## WHAT YOU ARE ASKED TO DO
Write out the listing below again, precisely as it is given.

## DATA ROWS
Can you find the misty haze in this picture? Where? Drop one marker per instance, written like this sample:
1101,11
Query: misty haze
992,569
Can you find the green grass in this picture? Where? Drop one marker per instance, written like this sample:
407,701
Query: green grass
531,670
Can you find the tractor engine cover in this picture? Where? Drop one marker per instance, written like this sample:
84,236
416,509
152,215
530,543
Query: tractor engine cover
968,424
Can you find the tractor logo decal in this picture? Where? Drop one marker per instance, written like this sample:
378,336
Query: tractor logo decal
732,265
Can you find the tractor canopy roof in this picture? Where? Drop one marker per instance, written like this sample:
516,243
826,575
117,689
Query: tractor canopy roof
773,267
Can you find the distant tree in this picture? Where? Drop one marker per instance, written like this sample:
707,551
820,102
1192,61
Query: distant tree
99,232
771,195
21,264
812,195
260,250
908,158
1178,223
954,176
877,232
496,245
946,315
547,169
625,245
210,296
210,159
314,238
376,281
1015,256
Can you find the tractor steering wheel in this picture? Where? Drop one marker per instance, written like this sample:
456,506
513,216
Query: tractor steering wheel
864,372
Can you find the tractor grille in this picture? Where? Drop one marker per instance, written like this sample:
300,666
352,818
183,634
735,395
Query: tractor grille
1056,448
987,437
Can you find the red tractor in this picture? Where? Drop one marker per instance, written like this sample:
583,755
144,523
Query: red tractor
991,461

## SOLUTION FOR THIS PROBLEM
Can you find the misty haze in this picture? Where? Drop one marker per instance, written like this sample:
1101,11
Query: misty haze
992,569
Can you find the green grass in this picture? Where? Drop one marker per instance, written like this sample:
407,701
Query: green grass
531,670
Can you find the tractor engine cover in this picture? Where? Drop one marker per instance, written like this sample:
84,236
416,509
152,215
530,543
Query: tractor engine cover
968,424
Can you find the tractor logo decal in this picture? Where? Drop one marker per instance, written like this sample:
378,336
Query: tractor logo decal
732,265
Can you find the tractor canopy roof in this picture? Where? Drop one marker per instance, written like this sample:
516,243
826,575
117,689
Query: tractor canopy roof
773,267
Can you find the distant tree in this picture? Where? Drop one marker per instance, written like this sample:
707,551
820,102
1192,61
Query: distant tree
99,232
771,195
21,264
812,195
260,250
908,158
1178,223
954,176
877,232
496,245
946,315
547,169
625,245
210,296
210,159
314,238
376,281
1015,256
Can you find the tractor steering wheel in this picture? Where? Drop one marker per instance, written like this sample:
456,506
513,216
Query: tractor steering wheel
864,372
Can you find the tractor grille in this picture? Where? Drop one marker per instance, written like this sample:
300,666
352,818
183,634
735,395
Query: tractor grille
1056,448
987,437
Can you find the red tractor in this picture? Where? Drop one marker per instance, written like this sample:
583,755
144,523
Query: red tractor
991,461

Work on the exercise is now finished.